§ Directive
Reproduce the records below, replacing each "man's ear" with "person's ear" and keeping every other character unchanged.

-=-=-=-=-

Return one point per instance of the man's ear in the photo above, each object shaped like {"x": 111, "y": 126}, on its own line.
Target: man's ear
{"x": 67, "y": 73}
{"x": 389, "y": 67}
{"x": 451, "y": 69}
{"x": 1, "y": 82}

-=-=-=-=-

§ Solution to the problem
Return one point per instance of the person's ear in the photo above, each object shaped like {"x": 111, "y": 126}, on its own line.
Target: person's ear
{"x": 67, "y": 73}
{"x": 389, "y": 67}
{"x": 451, "y": 69}
{"x": 1, "y": 82}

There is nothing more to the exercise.